The task
From the data below, return all lines holding the string "flag".

Data section
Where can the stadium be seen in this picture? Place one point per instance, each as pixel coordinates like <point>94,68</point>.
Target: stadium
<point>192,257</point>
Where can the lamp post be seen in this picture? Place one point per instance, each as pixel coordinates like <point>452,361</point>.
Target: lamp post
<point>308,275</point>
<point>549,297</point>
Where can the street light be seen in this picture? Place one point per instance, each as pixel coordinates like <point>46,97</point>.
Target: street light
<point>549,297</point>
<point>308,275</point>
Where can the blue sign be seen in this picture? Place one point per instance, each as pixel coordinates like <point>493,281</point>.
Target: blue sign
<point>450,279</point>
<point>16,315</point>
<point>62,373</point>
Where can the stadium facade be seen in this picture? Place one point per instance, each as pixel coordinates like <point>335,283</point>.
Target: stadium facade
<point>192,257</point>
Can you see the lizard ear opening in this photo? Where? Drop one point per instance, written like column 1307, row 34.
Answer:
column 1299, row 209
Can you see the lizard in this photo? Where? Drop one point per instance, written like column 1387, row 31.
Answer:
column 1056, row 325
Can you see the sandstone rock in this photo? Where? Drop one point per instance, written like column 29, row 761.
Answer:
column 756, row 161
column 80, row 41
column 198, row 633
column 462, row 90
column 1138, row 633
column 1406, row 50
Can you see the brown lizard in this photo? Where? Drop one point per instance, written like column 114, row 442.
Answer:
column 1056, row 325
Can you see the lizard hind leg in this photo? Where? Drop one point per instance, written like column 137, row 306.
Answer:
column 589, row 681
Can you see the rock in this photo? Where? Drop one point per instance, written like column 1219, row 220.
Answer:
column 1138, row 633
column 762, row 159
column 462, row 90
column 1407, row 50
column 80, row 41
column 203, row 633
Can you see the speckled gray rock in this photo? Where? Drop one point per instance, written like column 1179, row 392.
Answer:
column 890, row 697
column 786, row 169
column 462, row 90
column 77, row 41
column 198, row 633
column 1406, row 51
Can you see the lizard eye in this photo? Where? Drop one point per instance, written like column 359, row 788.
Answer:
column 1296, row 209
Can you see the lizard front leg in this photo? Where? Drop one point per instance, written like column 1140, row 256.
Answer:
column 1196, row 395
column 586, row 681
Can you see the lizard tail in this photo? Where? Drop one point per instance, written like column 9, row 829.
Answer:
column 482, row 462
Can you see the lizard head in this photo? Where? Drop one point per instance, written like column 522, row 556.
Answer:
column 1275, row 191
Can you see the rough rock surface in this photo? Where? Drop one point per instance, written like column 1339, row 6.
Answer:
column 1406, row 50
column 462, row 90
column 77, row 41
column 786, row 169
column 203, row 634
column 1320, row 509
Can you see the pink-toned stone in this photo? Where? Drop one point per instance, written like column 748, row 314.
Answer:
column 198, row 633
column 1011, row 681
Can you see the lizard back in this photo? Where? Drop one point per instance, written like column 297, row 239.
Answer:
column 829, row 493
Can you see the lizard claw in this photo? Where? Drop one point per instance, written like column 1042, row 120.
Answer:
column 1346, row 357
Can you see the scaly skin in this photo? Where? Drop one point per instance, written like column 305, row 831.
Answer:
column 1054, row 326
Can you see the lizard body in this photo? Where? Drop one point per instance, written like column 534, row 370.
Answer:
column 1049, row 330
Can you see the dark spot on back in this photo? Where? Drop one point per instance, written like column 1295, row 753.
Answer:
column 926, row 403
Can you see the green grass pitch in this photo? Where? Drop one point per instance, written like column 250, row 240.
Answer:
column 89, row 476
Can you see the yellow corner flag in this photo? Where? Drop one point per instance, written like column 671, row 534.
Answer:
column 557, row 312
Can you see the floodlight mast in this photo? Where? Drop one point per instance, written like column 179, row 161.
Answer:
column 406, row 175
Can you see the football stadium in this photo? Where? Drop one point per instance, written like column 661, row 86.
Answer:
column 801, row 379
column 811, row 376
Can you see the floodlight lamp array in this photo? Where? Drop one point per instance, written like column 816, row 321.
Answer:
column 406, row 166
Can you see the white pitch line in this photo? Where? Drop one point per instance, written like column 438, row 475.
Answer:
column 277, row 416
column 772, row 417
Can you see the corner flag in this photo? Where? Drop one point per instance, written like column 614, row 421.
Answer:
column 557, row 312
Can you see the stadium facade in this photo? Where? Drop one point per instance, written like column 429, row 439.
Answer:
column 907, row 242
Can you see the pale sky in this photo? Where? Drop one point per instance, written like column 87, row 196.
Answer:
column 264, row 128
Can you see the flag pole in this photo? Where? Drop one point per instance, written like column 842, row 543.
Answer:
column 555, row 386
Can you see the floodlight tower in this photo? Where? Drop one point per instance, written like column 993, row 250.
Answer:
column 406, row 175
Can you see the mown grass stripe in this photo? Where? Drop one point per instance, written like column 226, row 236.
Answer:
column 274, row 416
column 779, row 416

Worked solution
Can you see the yellow corner flag in this photo? Where? Drop one point per instance, written like column 671, row 534.
Can you see the corner flag in this photo? Where? Drop one point per instance, written like column 614, row 421.
Can you see the flag pole in this photo? Where? Drop one point per instance, written like column 842, row 543.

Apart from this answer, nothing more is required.